Exercise:
Going through the data below, tally every line where the string "pattern" occurs, then give only the tally.

----------

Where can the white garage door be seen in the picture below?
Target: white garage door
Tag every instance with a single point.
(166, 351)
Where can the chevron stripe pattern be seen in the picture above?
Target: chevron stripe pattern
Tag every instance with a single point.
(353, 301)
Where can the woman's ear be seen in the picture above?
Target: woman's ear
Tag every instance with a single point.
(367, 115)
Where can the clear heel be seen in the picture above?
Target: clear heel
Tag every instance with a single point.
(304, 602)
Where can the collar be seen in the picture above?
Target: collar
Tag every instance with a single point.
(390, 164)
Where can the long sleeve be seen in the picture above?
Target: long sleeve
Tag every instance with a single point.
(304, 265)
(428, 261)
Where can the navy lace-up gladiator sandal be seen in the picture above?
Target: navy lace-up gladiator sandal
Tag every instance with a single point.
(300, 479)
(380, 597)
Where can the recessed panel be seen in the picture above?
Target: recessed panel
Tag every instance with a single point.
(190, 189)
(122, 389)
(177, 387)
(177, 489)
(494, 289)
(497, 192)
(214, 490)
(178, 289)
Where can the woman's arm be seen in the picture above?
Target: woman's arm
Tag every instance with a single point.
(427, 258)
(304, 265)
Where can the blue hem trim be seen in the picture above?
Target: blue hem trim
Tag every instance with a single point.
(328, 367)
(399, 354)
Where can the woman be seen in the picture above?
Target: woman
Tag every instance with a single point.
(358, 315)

----------

Solved problem:
2